• EXERCISE: Pictures should be excluded; otherwise, copy every entry exactly.

• DATA ROWS:
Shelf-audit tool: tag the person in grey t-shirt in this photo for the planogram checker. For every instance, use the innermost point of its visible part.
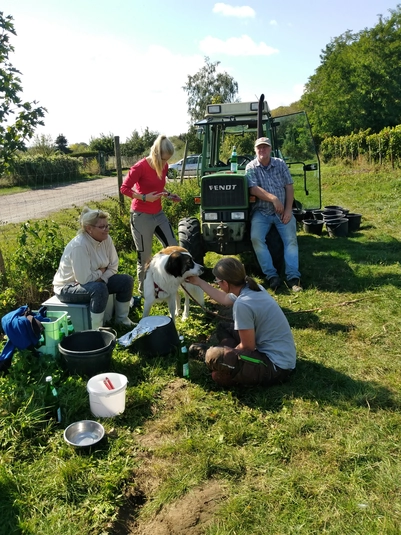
(270, 181)
(259, 349)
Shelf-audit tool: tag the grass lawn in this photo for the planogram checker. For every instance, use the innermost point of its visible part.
(318, 455)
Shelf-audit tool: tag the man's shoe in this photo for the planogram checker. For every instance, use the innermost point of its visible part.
(295, 285)
(197, 352)
(274, 283)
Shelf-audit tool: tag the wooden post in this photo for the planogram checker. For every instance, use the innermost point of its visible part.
(119, 169)
(184, 160)
(3, 268)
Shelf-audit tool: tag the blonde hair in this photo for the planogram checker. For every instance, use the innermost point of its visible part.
(162, 147)
(232, 271)
(90, 217)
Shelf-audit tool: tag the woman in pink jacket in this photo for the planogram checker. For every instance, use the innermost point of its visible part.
(145, 185)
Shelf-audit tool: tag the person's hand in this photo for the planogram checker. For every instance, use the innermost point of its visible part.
(278, 206)
(193, 279)
(286, 216)
(153, 196)
(171, 196)
(174, 197)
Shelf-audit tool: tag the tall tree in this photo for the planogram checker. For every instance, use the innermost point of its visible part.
(103, 143)
(42, 145)
(18, 119)
(356, 87)
(207, 86)
(62, 144)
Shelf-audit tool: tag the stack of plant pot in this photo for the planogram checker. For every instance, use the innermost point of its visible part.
(338, 220)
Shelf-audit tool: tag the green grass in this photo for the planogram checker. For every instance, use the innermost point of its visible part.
(318, 455)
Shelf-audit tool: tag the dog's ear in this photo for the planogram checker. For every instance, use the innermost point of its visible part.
(174, 264)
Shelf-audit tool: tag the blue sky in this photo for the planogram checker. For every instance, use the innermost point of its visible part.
(115, 67)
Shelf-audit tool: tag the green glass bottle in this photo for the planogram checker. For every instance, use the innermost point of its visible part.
(182, 359)
(71, 329)
(234, 160)
(52, 405)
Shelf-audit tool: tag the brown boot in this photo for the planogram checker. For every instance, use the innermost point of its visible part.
(197, 352)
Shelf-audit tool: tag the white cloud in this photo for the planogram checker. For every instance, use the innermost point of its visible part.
(105, 85)
(236, 46)
(241, 12)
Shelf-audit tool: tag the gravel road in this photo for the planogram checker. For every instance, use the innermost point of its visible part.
(37, 204)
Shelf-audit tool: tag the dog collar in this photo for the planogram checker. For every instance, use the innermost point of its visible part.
(157, 290)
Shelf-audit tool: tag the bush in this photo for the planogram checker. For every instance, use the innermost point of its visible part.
(37, 171)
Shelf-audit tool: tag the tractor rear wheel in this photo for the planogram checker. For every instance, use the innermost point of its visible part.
(190, 237)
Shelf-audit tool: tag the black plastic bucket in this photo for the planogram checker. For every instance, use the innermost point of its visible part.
(88, 352)
(337, 228)
(162, 341)
(354, 222)
(299, 214)
(330, 213)
(313, 226)
(317, 214)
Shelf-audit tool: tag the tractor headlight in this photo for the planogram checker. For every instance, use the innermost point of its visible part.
(237, 216)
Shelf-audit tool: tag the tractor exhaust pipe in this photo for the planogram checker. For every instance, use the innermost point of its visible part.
(260, 112)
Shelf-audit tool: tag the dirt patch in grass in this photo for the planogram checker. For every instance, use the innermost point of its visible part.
(190, 514)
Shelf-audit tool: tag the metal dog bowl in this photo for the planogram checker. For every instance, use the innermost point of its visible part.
(84, 433)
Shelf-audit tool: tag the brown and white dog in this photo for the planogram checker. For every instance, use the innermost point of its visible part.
(164, 275)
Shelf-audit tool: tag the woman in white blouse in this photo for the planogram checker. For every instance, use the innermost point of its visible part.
(88, 271)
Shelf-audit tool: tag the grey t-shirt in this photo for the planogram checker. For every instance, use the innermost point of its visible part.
(259, 311)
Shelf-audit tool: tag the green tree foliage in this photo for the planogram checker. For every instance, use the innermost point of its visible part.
(138, 145)
(18, 119)
(208, 86)
(103, 143)
(62, 144)
(79, 147)
(134, 145)
(356, 87)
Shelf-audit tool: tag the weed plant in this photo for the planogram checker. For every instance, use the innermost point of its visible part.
(317, 455)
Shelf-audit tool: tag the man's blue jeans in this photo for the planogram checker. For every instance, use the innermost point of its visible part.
(260, 226)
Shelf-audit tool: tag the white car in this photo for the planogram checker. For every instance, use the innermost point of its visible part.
(192, 165)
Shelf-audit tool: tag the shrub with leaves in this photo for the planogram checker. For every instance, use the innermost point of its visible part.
(36, 259)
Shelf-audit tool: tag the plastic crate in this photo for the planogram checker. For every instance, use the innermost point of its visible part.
(52, 333)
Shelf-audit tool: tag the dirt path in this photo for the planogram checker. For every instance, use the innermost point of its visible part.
(40, 203)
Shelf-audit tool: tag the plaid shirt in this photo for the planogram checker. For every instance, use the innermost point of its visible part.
(272, 178)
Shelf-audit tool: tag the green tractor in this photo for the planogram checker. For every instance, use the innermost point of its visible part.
(224, 200)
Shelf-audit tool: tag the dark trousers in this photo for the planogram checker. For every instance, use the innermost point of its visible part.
(231, 366)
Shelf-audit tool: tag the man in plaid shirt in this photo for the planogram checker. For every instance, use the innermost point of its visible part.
(270, 181)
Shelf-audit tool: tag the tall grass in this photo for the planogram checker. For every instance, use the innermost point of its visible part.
(318, 455)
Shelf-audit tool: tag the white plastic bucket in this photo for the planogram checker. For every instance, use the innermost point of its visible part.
(104, 402)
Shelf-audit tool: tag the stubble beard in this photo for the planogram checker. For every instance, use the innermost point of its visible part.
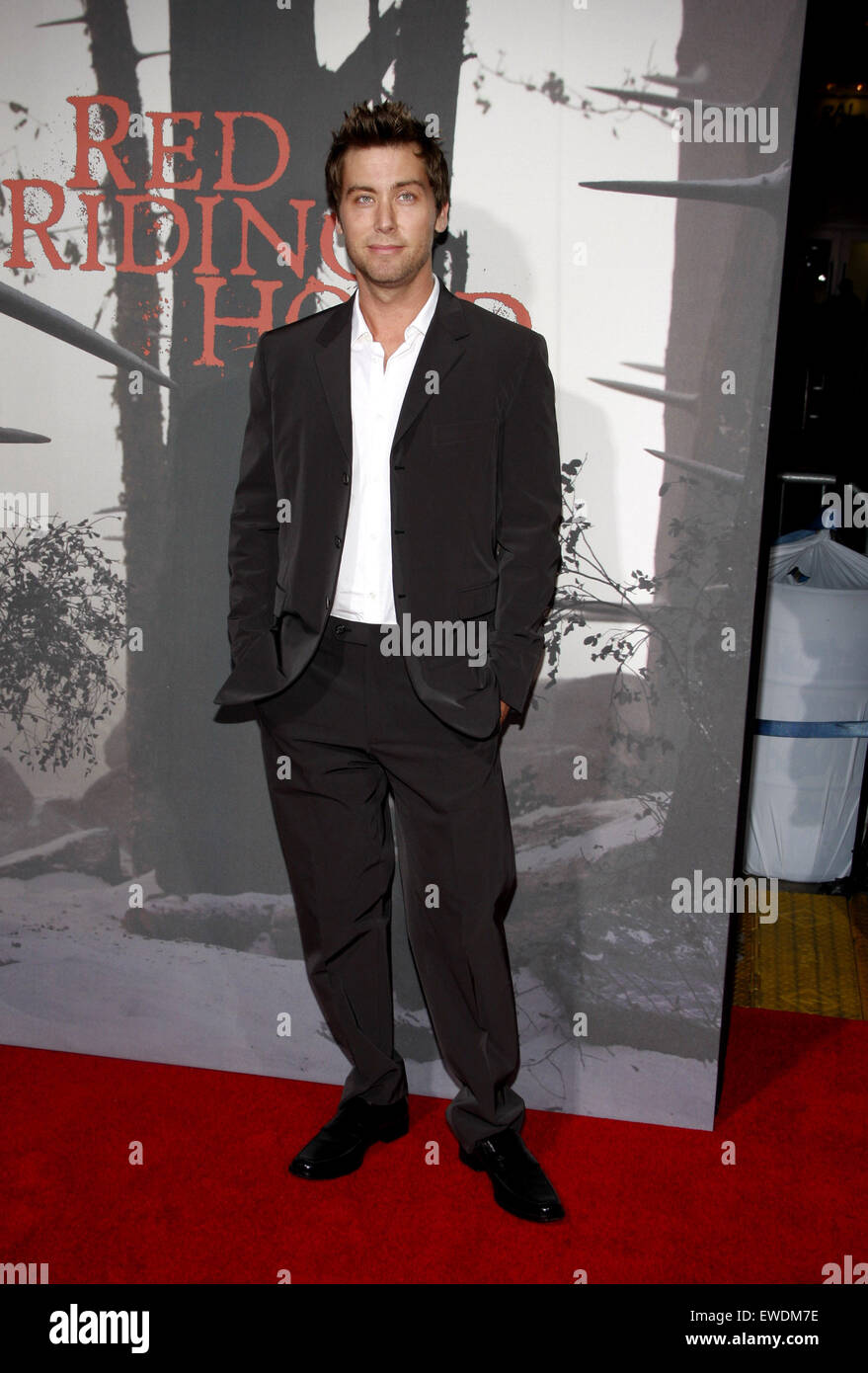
(396, 274)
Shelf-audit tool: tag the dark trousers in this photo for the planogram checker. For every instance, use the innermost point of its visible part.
(336, 742)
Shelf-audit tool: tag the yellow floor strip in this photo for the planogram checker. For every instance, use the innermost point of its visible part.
(815, 958)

• WRITTEN SOLUTION:
Shelf-audit tool: tag the person in grey t-shirt in this photo for the planogram checker. For every instance, use the innermost point of its visible part.
(270, 181)
(259, 349)
Shelf-audit tool: tag the grass lawn in this photo for the planogram checker. For every instance, use the innermost point of its visible part.
(318, 455)
Shelf-audit tool: tag the man's shoe in this photo for the planogram checker. For every instance, use the innermost point of its visible part.
(295, 285)
(197, 352)
(274, 283)
Shelf-audit tool: tag the wooden post in this photo for the planogram checker. For every instance, use the innermost point of its visible part.
(119, 169)
(184, 160)
(3, 268)
Shelf-audit tool: tag the blonde hair in this photo for the planogram checker. For every instance, use the innermost point of its visible part.
(162, 147)
(232, 271)
(90, 217)
Shelf-audit tool: tag the woman in pink jacket in this photo for the planogram checker. For every instance, use the innermost point of its visible part.
(145, 185)
Shelf-audit tool: tag the person's hand in this photo for the planogram checker. For every instance, use the innermost point of its visible part.
(278, 206)
(193, 279)
(286, 216)
(153, 196)
(171, 196)
(174, 197)
Shelf-audit tool: tag the tall tree in this photo for the planogram checker. For every instance, use the innermost point of its visible part.
(103, 143)
(42, 145)
(18, 119)
(356, 87)
(207, 86)
(62, 144)
Shelf-audit tool: tag the stack of plant pot in this photo for the planogram checker. For every instance, use the innermost point of its visible part.
(338, 220)
Shelf-audit tool: tag the green grass in this photo for the planogram checker. For every instance, use the innermost point of its visible part.
(318, 455)
Shelf-audit tool: tag the dog's ear in this photo for the planogram checker. For every instance, use the innermost point of its visible part.
(174, 264)
Shelf-audit tool: tag the blue sky in this photo for the planogram checker. For every instance, use the innermost point of its visible part.
(115, 67)
Shelf-audit tool: tag the green glass bottle in this photo for the planogram checker. For every instance, use the innermost point of its visible part.
(182, 359)
(71, 329)
(234, 160)
(52, 405)
Shelf-audit tool: tag the brown boot in this photo for the planogram checker. For every instance, use the innermost point of its visible part.
(197, 352)
Shelf-audit tool: tag the white cloud in this photo for the planogram checker. For every instance, use the innermost point of its visible part.
(105, 85)
(236, 46)
(241, 12)
Shelf-audit tool: tag the gravel road in this photo for the planogram checker. For every instance, use the innermost point of its visible part.
(37, 204)
Shelf-audit tool: tag the dog collar in this photo for the planogram checker. For every instance, use the innermost point of its visible part.
(157, 290)
Shelf-audit tool: tag the bush in this photo for the planogram checker. For every instance, use the innermost point of its visible part.
(37, 171)
Shelf-audit tool: tag the tractor rear wheel in this photo for the planogram checker. For every instance, use the innermost point of its visible part.
(190, 237)
Shelf-audit tool: tag the black plastic bucket in this photo for the planogram checker. For every instance, use the innermost point of its visible part.
(88, 352)
(337, 228)
(162, 341)
(354, 222)
(299, 214)
(330, 213)
(313, 226)
(317, 214)
Shelf-audit tool: tag the tractor headlight in this photo for the planogram checker. For every instance, use the innermost point of its visible part.
(237, 216)
Shelf-audit tool: tag the tractor exhaust pipe in this photo for the planogram checker. For every instance, use the innermost point of its visible part.
(260, 112)
Shelf-audit tool: tag the dirt patch in grass in this photo for the planogram checker. For every instance, use the innermost point of its visible part.
(190, 514)
Shelf-audit tool: tag the metal dog bowl in this photo for the planogram checker. For every instance, use the innermost point of its visible part.
(84, 433)
Shelf-audit tool: tag the brown and white dog in this photo for the planogram checker. For every instance, use the innermost point of its visible part.
(164, 275)
Shelf-audit tool: tag the woman in white blouse in this photo for the planogram checker. For every instance, use the innermost point of its visible part.
(88, 271)
Shelf-audit tool: tag the grey t-shirt in this photo for the planogram checker. For every instance, use the innermost point of its visible part.
(259, 311)
Shelf-audit tool: tag the green tree foliage in this photo for the planogram checker. For every instance, use the innermost point of its visible part.
(138, 145)
(18, 119)
(208, 86)
(103, 143)
(62, 144)
(79, 147)
(134, 145)
(356, 87)
Shelf-audit tool: tag the weed plant in this photo for the planogram checker. For every instance, use the innermost point of its visible part.
(317, 455)
Shelf-audit tool: tag the man's blue jeans in this photo for the planogram checker. For every instance, use the innermost point of its visible part.
(260, 226)
Shelf-audit tool: tag the white car in this photo for the planogram checker. For every instance, use the innermost point of its visible part.
(192, 165)
Shelf-audit tool: tag the shrub with leaves in this photo for the planogram checker. For every instance, use the innermost point of its visible part.
(36, 259)
Shelf-audit tool: tag the plastic crate in this photo for the planogram checker. For every instance, use the innermost point of its visible part.
(52, 333)
Shelf-audit tool: tag the dirt path in this photo for the planogram checker. For every instance, use the innermost point of its visible part.
(40, 203)
Shelf-audit tool: tag the plaid shirt in this photo for the planogram checker. For every instance, use the innermost point of its visible part.
(272, 178)
Shelf-audit tool: tag the green tractor in this photo for the planogram checker. For every instance, use the innermost point of its visible part.
(224, 200)
Shelf-audit tool: tag the dark trousers in this photo for the planogram checker. For every instance, use the innermost point of its visible part.
(231, 366)
Shelf-audit tool: tag the man in plaid shirt in this photo for the planogram checker. For every instance, use the innermost point of its visible part.
(270, 181)
Shelf-audit tool: tag the tall grass in this photo for the planogram checker. For every instance, use the innermost point of its visible part.
(318, 455)
Shelf-audit tool: tag the white plastic bucket in this photo for the planogram checker. For every instance, use the innermost point of its visible part.
(104, 402)
Shelf-audit tool: tag the stubble beard in this photo for the planogram checker. For every instance, use the innermost point of its visible part.
(396, 274)
Shelf-audit tool: tag the dark trousers in this photo for the planogram checker. For every instance, use the innermost point of its visible part.
(336, 742)
Shelf-audit tool: tag the yellow floor strip in this photo for the planogram checker. For every instance, use the innermost point of its visible part.
(815, 958)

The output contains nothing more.